- Exercise requirements: Write out, word for word, the rows below, starting at the line that contains "Where can the man's bare" and continuing up to and including the final line of the rows.

- Supplied records:
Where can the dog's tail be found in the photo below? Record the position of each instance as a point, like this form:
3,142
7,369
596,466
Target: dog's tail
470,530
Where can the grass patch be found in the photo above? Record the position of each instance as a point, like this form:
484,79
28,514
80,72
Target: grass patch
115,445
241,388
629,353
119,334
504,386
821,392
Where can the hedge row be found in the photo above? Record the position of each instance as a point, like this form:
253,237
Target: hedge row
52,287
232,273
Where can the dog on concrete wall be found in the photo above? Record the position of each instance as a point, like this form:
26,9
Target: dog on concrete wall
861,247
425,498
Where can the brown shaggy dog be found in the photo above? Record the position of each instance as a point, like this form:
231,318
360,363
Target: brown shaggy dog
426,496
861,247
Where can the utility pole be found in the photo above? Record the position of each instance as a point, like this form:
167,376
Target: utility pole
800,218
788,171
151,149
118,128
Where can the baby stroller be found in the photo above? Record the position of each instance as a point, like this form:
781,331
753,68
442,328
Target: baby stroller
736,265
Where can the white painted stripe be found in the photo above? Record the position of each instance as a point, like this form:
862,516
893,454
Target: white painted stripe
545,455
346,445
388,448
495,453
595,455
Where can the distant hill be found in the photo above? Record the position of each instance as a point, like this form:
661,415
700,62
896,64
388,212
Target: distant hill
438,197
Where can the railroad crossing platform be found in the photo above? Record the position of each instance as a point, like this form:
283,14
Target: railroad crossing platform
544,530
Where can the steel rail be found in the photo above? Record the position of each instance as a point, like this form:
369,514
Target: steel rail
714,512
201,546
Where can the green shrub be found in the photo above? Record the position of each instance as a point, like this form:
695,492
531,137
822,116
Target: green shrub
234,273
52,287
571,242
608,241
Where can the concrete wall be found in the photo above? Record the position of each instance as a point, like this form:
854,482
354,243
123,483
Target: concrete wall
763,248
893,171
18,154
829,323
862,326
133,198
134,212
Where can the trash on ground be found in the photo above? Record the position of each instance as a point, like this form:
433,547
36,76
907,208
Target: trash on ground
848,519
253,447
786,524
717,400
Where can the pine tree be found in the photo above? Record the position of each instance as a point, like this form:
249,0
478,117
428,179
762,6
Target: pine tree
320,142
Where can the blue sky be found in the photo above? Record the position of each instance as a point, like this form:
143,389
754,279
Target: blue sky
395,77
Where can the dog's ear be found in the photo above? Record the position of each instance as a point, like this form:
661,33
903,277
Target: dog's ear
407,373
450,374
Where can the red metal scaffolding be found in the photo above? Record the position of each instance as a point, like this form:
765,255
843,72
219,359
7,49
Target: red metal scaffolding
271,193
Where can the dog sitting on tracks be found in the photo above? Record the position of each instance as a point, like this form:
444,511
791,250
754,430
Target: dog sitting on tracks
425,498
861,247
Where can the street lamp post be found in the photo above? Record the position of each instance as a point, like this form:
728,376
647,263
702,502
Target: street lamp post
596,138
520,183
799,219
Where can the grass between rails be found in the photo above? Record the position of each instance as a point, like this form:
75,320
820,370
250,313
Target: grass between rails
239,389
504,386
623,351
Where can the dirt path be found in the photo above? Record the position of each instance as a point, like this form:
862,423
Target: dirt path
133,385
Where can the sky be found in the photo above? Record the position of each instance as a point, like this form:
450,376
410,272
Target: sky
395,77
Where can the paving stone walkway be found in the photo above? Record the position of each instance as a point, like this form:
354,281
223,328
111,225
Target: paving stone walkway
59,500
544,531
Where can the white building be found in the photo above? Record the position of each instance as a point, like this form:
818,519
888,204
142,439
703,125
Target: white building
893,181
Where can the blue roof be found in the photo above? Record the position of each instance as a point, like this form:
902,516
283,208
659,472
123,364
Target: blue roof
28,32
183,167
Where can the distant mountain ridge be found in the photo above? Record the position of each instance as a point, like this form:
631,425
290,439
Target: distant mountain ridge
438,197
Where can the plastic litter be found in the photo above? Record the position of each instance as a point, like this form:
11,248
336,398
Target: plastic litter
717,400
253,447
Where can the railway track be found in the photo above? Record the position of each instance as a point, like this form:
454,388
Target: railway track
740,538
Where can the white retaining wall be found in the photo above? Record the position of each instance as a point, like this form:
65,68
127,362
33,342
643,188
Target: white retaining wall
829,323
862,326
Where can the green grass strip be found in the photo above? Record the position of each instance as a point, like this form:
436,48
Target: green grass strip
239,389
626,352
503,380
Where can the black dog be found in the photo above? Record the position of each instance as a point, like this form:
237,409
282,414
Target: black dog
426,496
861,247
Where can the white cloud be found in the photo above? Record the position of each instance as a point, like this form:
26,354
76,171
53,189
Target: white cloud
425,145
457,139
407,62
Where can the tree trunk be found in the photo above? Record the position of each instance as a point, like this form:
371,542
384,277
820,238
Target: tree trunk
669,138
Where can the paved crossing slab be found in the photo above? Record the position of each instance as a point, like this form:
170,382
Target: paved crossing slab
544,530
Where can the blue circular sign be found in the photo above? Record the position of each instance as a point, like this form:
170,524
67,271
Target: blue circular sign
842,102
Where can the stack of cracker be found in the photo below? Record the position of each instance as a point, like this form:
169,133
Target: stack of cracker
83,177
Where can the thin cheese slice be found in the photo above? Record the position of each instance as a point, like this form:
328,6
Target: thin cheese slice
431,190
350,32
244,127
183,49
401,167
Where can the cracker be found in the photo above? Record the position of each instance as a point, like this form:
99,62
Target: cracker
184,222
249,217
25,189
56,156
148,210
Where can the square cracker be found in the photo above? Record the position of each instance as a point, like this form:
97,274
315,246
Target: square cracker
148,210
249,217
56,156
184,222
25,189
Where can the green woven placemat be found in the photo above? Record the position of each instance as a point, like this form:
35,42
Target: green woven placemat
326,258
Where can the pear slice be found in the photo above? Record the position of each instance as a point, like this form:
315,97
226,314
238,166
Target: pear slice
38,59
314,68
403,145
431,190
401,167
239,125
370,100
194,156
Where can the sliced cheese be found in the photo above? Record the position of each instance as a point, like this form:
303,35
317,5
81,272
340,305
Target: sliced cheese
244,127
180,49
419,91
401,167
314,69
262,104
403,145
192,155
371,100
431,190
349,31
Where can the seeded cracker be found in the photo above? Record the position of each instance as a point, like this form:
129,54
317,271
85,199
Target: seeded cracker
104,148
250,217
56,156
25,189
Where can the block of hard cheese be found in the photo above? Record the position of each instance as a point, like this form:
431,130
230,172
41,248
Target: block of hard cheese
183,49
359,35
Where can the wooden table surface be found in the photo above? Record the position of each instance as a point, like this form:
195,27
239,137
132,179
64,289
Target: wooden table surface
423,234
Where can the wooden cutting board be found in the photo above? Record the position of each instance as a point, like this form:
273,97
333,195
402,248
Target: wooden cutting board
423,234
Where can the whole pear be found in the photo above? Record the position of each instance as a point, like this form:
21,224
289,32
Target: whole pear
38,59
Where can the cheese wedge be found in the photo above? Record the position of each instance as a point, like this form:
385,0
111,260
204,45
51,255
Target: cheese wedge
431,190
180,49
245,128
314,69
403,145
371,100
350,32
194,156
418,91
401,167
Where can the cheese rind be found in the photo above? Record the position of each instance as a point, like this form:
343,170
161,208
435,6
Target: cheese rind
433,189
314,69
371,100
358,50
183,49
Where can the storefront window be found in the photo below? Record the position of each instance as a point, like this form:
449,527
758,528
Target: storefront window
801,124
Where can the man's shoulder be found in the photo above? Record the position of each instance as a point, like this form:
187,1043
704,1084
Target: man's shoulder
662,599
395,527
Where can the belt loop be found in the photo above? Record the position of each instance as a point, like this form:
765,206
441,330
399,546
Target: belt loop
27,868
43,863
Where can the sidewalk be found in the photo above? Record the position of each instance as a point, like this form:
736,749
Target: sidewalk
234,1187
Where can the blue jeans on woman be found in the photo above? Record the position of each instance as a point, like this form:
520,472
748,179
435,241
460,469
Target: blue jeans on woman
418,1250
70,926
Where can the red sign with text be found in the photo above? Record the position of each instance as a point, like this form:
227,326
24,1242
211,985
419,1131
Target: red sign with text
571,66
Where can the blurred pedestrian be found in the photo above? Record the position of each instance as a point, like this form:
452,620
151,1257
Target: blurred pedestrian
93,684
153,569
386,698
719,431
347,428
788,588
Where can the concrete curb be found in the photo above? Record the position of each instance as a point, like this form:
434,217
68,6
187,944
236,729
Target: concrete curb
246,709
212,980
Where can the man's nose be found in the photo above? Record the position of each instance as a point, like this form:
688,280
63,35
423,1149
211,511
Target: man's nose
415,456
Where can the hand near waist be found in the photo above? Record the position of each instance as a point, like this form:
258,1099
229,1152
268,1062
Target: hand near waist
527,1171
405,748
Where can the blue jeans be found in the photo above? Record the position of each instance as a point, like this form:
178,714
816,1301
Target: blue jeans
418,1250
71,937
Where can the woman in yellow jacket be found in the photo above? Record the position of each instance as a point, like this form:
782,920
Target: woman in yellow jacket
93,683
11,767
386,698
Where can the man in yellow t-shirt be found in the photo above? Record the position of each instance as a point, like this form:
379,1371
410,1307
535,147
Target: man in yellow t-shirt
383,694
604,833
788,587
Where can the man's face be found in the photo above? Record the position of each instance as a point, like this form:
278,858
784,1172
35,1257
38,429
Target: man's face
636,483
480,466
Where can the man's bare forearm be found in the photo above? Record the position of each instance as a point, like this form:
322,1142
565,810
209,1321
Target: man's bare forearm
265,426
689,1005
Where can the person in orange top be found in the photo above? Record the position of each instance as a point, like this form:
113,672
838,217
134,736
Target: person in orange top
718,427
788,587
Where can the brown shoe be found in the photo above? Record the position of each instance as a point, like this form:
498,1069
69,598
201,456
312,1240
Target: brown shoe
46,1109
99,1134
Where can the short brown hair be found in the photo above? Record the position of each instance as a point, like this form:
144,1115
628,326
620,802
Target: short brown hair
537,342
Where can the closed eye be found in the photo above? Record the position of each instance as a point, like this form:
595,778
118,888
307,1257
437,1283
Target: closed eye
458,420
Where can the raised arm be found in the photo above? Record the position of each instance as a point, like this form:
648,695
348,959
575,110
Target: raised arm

- Completed task:
Where can the man's bare forearm be found in the photo above? Record the position of each instance as a point, like this form:
322,1142
565,810
209,1321
Target: man's bare forearm
265,426
689,1005
Where can the person in orange top be found in the photo above? Record the position of each instance as a point, like this form:
113,672
838,217
134,736
Target: person in orange top
718,427
788,587
Where can the brown shoe be found in the photo above? Record the position of each instance as a point, like this form:
498,1069
69,598
201,456
312,1240
Target: brown shoe
46,1109
99,1134
Where can the short brown hair be found in the photo above? Record the position of each instance as a point, like this form:
144,1115
628,326
620,802
Target: short brown hair
537,342
Where can the closed eye be found in the photo above? Record the position of each instance as a point, like this form:
595,778
118,888
307,1257
437,1283
Target: closed eye
458,420
Where can the raised arm be found in the photo above? Record the position of each instance as a point, like this form:
648,695
348,959
575,110
Target: raised arm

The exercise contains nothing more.